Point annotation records
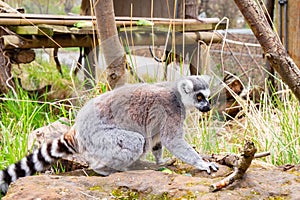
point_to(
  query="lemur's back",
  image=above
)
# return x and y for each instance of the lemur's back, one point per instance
(115, 129)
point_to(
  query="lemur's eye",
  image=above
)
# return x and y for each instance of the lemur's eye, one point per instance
(199, 97)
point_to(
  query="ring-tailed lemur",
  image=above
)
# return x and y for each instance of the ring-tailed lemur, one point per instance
(115, 129)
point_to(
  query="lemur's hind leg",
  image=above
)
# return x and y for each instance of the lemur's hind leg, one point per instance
(114, 149)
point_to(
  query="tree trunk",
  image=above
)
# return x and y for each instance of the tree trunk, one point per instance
(112, 49)
(273, 48)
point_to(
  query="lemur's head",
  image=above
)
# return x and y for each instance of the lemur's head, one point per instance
(194, 91)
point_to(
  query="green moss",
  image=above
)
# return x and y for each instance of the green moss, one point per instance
(125, 193)
(96, 188)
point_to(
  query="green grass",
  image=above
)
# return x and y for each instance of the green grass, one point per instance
(19, 117)
(273, 126)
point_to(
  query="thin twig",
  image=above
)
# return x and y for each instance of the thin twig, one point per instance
(240, 166)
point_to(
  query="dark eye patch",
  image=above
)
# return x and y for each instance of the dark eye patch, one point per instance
(200, 97)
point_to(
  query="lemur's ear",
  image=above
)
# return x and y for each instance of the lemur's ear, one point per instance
(206, 78)
(185, 86)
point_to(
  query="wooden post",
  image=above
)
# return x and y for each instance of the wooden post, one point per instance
(293, 26)
(90, 55)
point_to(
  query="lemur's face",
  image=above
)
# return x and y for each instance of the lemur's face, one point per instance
(194, 93)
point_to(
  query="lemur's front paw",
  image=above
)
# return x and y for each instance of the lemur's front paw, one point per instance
(207, 166)
(166, 162)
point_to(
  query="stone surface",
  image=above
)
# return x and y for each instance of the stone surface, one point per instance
(258, 183)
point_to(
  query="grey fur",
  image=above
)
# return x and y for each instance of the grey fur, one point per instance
(116, 129)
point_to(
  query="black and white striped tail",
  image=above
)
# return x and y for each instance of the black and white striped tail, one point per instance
(37, 161)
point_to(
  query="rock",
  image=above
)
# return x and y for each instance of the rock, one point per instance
(258, 183)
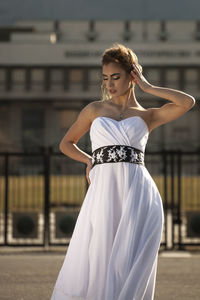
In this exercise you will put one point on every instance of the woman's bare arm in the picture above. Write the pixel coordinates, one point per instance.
(180, 101)
(180, 104)
(76, 131)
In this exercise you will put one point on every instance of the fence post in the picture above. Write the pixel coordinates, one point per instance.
(46, 195)
(6, 199)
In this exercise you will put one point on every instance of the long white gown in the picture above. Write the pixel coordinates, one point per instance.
(113, 251)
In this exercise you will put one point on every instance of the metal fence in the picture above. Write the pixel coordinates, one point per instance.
(41, 195)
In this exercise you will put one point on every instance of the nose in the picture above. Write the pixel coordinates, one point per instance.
(110, 82)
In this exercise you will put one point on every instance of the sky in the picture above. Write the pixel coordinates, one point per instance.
(14, 10)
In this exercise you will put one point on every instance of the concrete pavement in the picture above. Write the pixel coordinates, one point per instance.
(30, 274)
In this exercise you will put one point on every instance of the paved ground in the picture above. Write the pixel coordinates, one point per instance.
(31, 274)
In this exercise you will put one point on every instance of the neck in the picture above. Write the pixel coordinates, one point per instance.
(126, 100)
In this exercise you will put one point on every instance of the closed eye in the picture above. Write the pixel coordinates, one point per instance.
(115, 78)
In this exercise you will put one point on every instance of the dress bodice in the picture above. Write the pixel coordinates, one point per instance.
(132, 131)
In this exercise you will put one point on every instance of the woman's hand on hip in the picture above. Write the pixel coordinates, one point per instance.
(88, 168)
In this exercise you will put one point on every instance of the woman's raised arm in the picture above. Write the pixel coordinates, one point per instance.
(180, 101)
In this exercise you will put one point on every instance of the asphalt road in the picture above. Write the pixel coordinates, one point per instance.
(26, 275)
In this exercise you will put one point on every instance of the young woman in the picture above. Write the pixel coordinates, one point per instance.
(113, 251)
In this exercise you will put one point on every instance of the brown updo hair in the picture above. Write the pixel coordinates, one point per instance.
(121, 55)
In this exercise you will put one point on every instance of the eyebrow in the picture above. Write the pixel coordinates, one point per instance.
(111, 74)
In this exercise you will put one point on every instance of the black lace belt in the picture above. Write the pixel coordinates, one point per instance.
(117, 153)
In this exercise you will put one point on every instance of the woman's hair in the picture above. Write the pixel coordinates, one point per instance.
(121, 55)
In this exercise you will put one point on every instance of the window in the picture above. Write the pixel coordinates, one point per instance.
(18, 79)
(32, 128)
(153, 75)
(95, 79)
(56, 79)
(37, 79)
(2, 79)
(191, 79)
(172, 78)
(75, 79)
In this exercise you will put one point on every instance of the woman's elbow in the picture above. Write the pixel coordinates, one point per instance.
(191, 102)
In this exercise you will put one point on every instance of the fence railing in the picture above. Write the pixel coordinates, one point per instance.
(41, 195)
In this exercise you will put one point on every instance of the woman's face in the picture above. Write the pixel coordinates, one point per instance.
(116, 79)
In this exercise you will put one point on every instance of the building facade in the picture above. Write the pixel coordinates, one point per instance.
(50, 70)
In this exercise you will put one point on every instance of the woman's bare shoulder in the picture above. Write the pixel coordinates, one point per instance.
(92, 109)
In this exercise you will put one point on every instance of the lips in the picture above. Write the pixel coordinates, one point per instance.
(112, 91)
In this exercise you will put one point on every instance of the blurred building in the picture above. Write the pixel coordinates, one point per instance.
(49, 70)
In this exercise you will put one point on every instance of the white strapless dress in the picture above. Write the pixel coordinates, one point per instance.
(113, 251)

> **WHAT THE TASK ASKS**: Locate "of the building" in the material, then quote the line that contains it and all lines after it through the final one.

> **SOLUTION FOR THIS EXERCISE**:
In this exercise you will put one point on every instance of the building facade in the picture above. Write the pixel coordinates, one point per instance.
(50, 70)
In this exercise you will put one point on every instance of the woman's bare shoulder in the picture above. Write the pixel coordinates, one point per instance.
(92, 109)
In this exercise you will put one point on every instance of the lips in the picture above. Write the pixel coordinates, one point per instance.
(112, 91)
In this exercise you will put one point on every instance of the blurred building in the picture above. Write the pixel coordinates, one point per instance.
(49, 70)
In this exercise you will put one point on every instance of the white strapless dress in the picture above. Write the pixel coordinates, one point per instance.
(113, 251)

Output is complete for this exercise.